ENTRIES SHOWN:
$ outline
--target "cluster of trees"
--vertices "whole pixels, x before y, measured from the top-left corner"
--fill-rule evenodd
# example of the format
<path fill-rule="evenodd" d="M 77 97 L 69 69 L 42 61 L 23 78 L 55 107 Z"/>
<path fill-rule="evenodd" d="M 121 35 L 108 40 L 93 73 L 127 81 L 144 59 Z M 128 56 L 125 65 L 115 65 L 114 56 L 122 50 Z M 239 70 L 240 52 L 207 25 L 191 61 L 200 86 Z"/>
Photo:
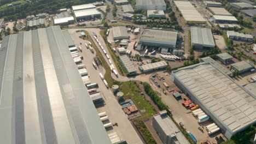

WHAT THE EXERCISE ASKS: Render every line of the material above as a Markdown table with the columns Row and Text, numbering the rows and omitting blank lines. Keep the pictures out of the table.

RESULT:
| Row | Text |
|---|---|
| 1 | $ outline |
| 2 | --target "cluster of trees" |
| 3 | --vertices "whole pixels, x before y, measured from the top-left corner" |
| 4 | --fill-rule evenodd |
| 5 | # example of the format |
| 6 | <path fill-rule="evenodd" d="M 77 97 L 69 69 L 42 61 L 23 78 L 55 107 Z"/> |
| 7 | <path fill-rule="evenodd" d="M 121 35 L 108 40 L 93 73 L 127 81 L 144 59 Z M 128 56 L 125 65 L 115 65 L 114 56 L 122 50 Z M 239 70 L 240 52 L 207 25 L 191 61 L 200 86 Z"/> |
| 8 | Photo: |